■ Segmento del documento ■

Condizionata da «un’indigena ritrosia» (J.G. Carrier, 1995) l’antropologia non si è occupata a lungo dei beni in commercio oppure, nel farlo, li ha colti soprattutto dal momento in cui essi smettono di presentarsi come delle merci, per apparire piuttosto come possessi (J. G. Carrier, 1990) o aspetti della cultura materiale (D. Miller, 2001). Le relazioni personali e istituzionali che rendono socialmente accessibile la merce sono invece rimaste sostanzialmente esterne al campo disciplinare antropologico e di conseguenza gli spazi di vendita appaiono tutt’ora agli antropologi come culturalmente opachi.
L’atteggiamento verso il ruolo sociale ed economico degli oggetti è mutato soprattutto per l’influenza delle riflessioni di antropologi (M. Douglas, C. Campbell, D. Miller, I. Kopytoff) e studiosi della società dei consumi formatisi sui libri di Jean Baudrillard. Secondo questi studiosi, nel funzionamento dei fenomeni sociali, gli oggetti agiscono come soggetti capaci di contribuire alla produzione della realtà. Sono cioè in grado di modificare, con la loro presenza, lo stesso sistema delle interazioni umane.

■ Informazioni estratte ■
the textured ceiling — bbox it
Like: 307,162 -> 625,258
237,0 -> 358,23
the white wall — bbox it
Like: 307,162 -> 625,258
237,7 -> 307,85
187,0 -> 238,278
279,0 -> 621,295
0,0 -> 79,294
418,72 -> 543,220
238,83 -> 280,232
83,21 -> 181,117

■ Esercizio assegnato ■
Per favore, prosegui il testo sull'antropologia delle merci a partire dall'ultima frase riportata. I record qui non servono a nulla.

■ Risposta al compito ■
Nonostante nuove linee di ricerca sulla cultura materiale in senso lato e sull’esperienza d’acquisto di un oggetto o la percezione culturale di un brand in senso stretto, il dibattito antropologico e filosofico tende ancora a considerare l’essere umano e gli oggetti che lo circondano come elementi distinti e antitetici. Si è detto altrove in questo blog che la dicotomia più profonda di tale dibattito è considerare l’essere umano da una parte, il cui valore più importante è non essere una cosa, e la cosa dall’altra, intesa come elemento inerte e privo di sostanza vitale che paradossalmente può durare più delle persone.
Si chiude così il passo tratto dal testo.